--- START OF Excerpted text ---

But as I said previously, it was one of the best things that ever happened to me. My leaving corresponded to his admonition to me in 1992 just before I left the Island, “Okay little Buddha. It is time for you to go out into the world.” He had given me everything he could and what was needed for the process to complete itself, through his embrace of me. Just as he said at the end of his embodiment that his work was finished, he had done it one hundred percent.

The day he told me this was a very emotional day. I was sitting with another devotee considering that it was likely we both were about the leave the Island. Adi Da then came into the room with one of his daughters and a male attendant. His daughter was crying about the fact that we were about to leave. As I sat in front of him, very emotionally distraught about what was to eventuate and how it would affect those I loved so deeply, I found that I was physically tending to fold in on myself by pulling my legs up to my chest and putting my head down onto my knees and wrapping my arms tight around my body. It was my ouch this hurts too much asana! Adi Da reached forward and gently put my body back into the half lotus pose and took my arms and put them one onto each knee. He then took each of my hands and caressed them open palms up. After having opened me up beyond my collapse, he said: This is to be your asana from now on. This interaction had to be repeated a few times, as I found myself tending to fold in again and again as I felt the pain of leaving. I can still feel his caress opening my hands up. This was the context within which he told me I had to go out into the world.

--- END OF Excerpted text ---

| Direction a |
Convert the records from the line containing "Task: annotation of the potted" to the end of the records into a Markdown table with the columns Row and Line, skipping blank lines.
The passage above and the records that follow have no connection to each other.

--- START OF Input data ---

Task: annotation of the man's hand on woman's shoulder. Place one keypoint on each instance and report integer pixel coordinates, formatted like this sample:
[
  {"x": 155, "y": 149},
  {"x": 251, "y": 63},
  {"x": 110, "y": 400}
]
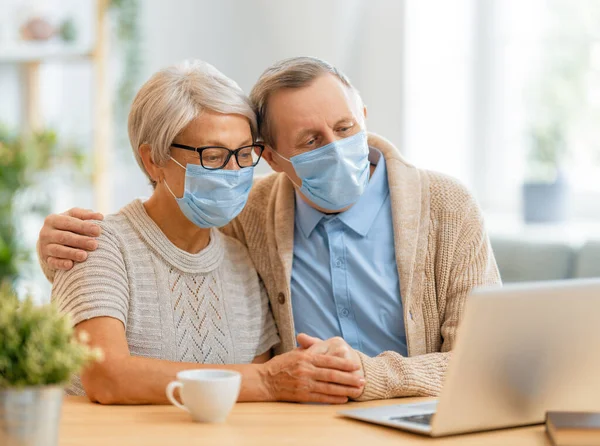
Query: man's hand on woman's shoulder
[{"x": 67, "y": 238}]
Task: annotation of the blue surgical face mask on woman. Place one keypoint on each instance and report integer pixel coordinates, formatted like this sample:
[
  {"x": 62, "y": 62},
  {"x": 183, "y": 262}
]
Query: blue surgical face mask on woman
[
  {"x": 336, "y": 175},
  {"x": 212, "y": 198}
]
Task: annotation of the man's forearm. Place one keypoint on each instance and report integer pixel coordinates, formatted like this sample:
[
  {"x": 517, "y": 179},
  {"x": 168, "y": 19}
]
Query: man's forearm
[
  {"x": 139, "y": 380},
  {"x": 391, "y": 375}
]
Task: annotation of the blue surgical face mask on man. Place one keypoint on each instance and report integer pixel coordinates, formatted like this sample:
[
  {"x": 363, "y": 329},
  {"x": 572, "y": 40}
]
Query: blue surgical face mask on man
[
  {"x": 336, "y": 175},
  {"x": 212, "y": 198}
]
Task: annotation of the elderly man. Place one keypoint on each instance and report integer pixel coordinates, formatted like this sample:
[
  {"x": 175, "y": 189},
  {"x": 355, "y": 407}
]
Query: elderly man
[{"x": 363, "y": 255}]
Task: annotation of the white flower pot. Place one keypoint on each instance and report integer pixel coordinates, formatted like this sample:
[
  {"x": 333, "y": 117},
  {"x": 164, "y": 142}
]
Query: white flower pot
[{"x": 30, "y": 416}]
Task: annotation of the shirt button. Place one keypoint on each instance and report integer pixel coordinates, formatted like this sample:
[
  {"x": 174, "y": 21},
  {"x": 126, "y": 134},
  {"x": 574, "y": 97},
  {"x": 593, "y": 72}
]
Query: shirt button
[{"x": 281, "y": 298}]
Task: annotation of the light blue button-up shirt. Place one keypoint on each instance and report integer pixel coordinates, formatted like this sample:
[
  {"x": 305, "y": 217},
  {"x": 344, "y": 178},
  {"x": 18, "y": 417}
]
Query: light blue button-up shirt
[{"x": 344, "y": 274}]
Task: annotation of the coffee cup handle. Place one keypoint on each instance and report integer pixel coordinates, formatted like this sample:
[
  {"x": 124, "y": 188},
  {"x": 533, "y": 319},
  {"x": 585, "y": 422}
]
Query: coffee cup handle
[{"x": 170, "y": 389}]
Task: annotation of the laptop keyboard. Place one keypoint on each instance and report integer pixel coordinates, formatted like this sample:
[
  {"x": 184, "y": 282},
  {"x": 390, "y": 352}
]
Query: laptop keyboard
[{"x": 424, "y": 419}]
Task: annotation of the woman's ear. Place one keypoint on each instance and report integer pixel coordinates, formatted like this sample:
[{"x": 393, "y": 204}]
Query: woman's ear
[
  {"x": 151, "y": 167},
  {"x": 272, "y": 159}
]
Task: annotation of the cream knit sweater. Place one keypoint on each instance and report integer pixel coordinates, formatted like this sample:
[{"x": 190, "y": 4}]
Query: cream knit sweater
[
  {"x": 207, "y": 308},
  {"x": 442, "y": 252}
]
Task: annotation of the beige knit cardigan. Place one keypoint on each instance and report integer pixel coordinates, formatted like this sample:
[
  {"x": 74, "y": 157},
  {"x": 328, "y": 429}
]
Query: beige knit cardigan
[{"x": 442, "y": 252}]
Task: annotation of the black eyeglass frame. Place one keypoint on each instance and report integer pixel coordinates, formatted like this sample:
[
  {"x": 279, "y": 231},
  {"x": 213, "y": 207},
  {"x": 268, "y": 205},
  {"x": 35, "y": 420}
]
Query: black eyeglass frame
[{"x": 231, "y": 153}]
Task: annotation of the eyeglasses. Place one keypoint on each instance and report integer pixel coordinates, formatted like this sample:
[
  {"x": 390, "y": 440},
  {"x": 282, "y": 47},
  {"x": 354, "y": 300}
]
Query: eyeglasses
[{"x": 216, "y": 157}]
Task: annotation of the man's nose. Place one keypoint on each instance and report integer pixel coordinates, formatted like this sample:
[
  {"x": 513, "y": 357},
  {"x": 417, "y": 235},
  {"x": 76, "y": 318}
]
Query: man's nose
[{"x": 232, "y": 164}]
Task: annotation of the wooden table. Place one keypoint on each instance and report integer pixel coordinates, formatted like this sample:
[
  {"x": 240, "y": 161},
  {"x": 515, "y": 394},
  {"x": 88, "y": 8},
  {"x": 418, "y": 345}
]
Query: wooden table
[{"x": 264, "y": 424}]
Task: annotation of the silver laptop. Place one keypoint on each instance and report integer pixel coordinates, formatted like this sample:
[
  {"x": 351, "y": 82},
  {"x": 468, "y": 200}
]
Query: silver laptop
[{"x": 520, "y": 351}]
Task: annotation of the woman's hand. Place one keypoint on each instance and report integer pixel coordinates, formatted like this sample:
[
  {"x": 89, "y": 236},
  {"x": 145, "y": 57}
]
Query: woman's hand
[
  {"x": 66, "y": 238},
  {"x": 303, "y": 376}
]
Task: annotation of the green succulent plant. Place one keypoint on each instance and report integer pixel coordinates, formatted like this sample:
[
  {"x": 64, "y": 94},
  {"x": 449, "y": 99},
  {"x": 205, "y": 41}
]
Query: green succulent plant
[{"x": 38, "y": 344}]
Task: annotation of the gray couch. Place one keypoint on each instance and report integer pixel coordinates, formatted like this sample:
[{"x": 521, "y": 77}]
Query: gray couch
[{"x": 522, "y": 260}]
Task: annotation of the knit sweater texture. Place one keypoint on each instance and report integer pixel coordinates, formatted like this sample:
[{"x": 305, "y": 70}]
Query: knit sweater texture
[
  {"x": 442, "y": 253},
  {"x": 208, "y": 308}
]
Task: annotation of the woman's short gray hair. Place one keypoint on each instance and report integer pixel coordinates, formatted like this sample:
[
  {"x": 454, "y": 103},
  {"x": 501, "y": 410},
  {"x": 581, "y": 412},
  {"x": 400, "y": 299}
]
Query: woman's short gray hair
[
  {"x": 295, "y": 72},
  {"x": 175, "y": 96}
]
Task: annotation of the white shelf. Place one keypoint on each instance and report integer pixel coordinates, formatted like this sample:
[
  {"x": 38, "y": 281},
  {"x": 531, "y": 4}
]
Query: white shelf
[{"x": 42, "y": 52}]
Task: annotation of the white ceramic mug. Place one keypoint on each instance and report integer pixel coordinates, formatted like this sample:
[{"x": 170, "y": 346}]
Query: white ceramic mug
[{"x": 209, "y": 395}]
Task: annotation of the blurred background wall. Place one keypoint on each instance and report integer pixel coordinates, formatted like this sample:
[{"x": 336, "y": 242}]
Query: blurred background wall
[{"x": 503, "y": 94}]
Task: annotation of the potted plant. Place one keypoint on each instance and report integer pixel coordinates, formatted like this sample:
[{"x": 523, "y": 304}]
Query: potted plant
[
  {"x": 25, "y": 161},
  {"x": 545, "y": 192},
  {"x": 39, "y": 354}
]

--- END OF Input data ---

| Direction b |
Reproduce the whole passage about leaving the Island word for word.

| Complete answer a |
| Row | Line |
|---|---|
| 1 | Task: annotation of the potted plant. Place one keypoint on each instance and report integer pixel coordinates, formatted like this sample: |
| 2 | [{"x": 523, "y": 304}] |
| 3 | Query: potted plant |
| 4 | [ |
| 5 |   {"x": 25, "y": 161}, |
| 6 |   {"x": 545, "y": 192}, |
| 7 |   {"x": 39, "y": 354} |
| 8 | ] |

| Complete answer b |
But as I said previously, it was one of the best things that ever happened to me. My leaving corresponded to his admonition to me in 1992 just before I left the Island, “Okay little Buddha. It is time for you to go out into the world.” He had given me everything he could and what was needed for the process to complete itself, through his embrace of me. Just as he said at the end of his embodiment that his work was finished, he had done it one hundred percent.

The day he told me this was a very emotional day. I was sitting with another devotee considering that it was likely we both were about the leave the Island. Adi Da then came into the room with one of his daughters and a male attendant. His daughter was crying about the fact that we were about to leave. As I sat in front of him, very emotionally distraught about what was to eventuate and how it would affect those I loved so deeply, I found that I was physically tending to fold in on myself by pulling my legs up to my chest and putting my head down onto my knees and wrapping my arms tight around my body. It was my ouch this hurts too much asana! Adi Da reached forward and gently put my body back into the half lotus pose and took my arms and put them one onto each knee. He then took each of my hands and caressed them open palms up. After having opened me up beyond my collapse, he said: This is to be your asana from now on. This interaction had to be repeated a few times, as I found myself tending to fold in again and again as I felt the pain of leaving. I can still feel his caress opening my hands up. This was the context within which he told me I had to go out into the world.